# Directions:
Scan the records for lines with the word "below", and copy every such line.

# Data listing:
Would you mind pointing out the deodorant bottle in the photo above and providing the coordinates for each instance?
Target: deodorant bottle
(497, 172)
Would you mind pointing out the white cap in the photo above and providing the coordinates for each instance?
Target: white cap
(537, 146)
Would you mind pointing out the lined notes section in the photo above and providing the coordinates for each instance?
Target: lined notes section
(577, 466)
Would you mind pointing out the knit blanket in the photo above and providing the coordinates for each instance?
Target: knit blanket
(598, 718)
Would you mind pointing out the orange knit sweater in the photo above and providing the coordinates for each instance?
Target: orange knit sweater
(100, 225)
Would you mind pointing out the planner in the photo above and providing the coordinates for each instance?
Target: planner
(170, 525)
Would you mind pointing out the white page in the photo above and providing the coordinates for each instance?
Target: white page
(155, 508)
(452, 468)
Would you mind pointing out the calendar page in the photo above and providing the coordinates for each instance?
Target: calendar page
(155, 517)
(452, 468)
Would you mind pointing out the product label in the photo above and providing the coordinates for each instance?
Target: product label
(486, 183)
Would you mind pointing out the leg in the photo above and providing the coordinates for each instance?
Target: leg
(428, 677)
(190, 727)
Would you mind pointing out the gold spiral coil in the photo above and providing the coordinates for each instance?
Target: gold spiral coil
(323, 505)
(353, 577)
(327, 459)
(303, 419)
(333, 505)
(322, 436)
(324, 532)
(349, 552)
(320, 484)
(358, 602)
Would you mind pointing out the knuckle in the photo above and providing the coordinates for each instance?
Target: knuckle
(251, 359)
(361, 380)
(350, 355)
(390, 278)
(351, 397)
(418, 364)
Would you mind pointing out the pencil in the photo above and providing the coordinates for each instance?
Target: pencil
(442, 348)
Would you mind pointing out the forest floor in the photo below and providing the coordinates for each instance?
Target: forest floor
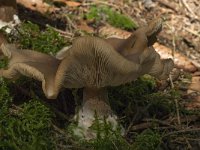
(171, 119)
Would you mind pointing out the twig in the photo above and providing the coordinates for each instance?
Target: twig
(183, 131)
(189, 9)
(192, 31)
(168, 4)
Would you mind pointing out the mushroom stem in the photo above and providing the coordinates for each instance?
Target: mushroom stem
(95, 102)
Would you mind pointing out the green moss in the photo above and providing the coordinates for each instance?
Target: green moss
(148, 140)
(46, 41)
(107, 138)
(27, 127)
(112, 17)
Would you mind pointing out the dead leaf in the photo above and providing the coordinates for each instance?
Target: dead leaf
(195, 84)
(194, 104)
(69, 3)
(181, 61)
(83, 26)
(37, 5)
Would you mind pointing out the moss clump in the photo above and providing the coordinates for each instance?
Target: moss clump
(112, 17)
(27, 127)
(31, 37)
(107, 138)
(148, 140)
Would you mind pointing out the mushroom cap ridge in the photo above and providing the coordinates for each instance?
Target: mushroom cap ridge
(90, 62)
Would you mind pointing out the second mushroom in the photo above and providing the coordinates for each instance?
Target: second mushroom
(91, 63)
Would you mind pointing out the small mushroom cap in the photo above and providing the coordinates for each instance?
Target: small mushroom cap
(138, 49)
(33, 64)
(140, 39)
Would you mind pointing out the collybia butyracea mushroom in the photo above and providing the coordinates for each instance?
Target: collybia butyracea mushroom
(91, 63)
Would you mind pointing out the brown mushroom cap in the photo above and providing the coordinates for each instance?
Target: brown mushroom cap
(32, 64)
(92, 62)
(140, 39)
(138, 49)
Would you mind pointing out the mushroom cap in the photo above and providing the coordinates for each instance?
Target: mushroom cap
(138, 49)
(92, 62)
(143, 37)
(33, 64)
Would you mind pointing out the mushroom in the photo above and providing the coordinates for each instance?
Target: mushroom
(90, 63)
(138, 48)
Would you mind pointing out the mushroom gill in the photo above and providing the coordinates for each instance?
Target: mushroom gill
(33, 64)
(93, 64)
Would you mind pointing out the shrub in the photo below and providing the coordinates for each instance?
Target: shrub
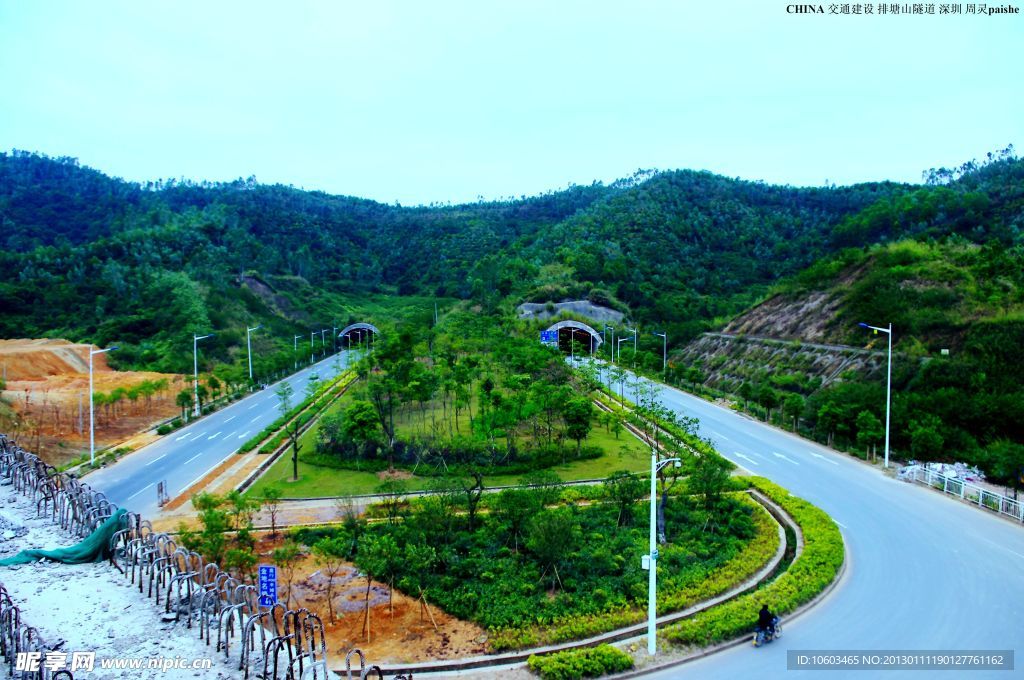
(574, 664)
(808, 576)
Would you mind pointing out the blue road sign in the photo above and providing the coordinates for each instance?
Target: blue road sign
(267, 585)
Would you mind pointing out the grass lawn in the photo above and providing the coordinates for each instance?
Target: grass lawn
(626, 453)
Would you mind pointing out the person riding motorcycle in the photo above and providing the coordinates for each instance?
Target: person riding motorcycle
(766, 621)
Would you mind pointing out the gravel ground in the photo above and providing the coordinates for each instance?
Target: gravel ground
(92, 607)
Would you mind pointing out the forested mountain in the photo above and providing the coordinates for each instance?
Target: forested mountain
(103, 260)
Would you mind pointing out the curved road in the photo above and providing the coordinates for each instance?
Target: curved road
(186, 455)
(924, 571)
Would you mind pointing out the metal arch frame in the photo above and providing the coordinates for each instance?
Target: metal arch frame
(582, 327)
(358, 327)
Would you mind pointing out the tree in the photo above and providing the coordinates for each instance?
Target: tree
(793, 406)
(183, 400)
(552, 536)
(330, 554)
(271, 501)
(288, 557)
(393, 493)
(709, 478)
(359, 422)
(514, 508)
(869, 431)
(578, 414)
(285, 392)
(624, 489)
(926, 441)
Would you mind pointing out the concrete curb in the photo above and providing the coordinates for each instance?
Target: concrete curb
(708, 651)
(518, 657)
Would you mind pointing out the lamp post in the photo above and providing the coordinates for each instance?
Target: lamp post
(889, 378)
(249, 347)
(665, 353)
(196, 339)
(649, 561)
(92, 437)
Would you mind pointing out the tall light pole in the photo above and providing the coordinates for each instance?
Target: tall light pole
(889, 378)
(249, 347)
(196, 339)
(92, 437)
(665, 353)
(649, 561)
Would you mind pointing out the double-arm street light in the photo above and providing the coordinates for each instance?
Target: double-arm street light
(649, 561)
(249, 347)
(196, 339)
(889, 377)
(92, 438)
(665, 353)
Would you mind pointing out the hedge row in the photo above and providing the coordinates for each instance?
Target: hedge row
(810, 574)
(753, 557)
(577, 664)
(280, 423)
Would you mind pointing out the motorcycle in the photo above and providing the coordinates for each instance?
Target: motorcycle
(762, 636)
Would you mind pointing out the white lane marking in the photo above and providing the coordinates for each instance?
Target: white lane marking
(997, 545)
(138, 492)
(778, 455)
(745, 458)
(185, 487)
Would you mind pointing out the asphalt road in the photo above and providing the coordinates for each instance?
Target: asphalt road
(186, 455)
(925, 571)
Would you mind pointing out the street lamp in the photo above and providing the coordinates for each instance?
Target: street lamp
(196, 339)
(92, 438)
(649, 561)
(665, 353)
(249, 348)
(889, 377)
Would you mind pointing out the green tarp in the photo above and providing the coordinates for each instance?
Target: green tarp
(94, 548)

# Response to the exercise:
Would you mind pointing out the forest floor in the photo below and providing the coordinates for each instance?
Would you mind pointing out the shrub in the photo below and providing the coordinates for each instance?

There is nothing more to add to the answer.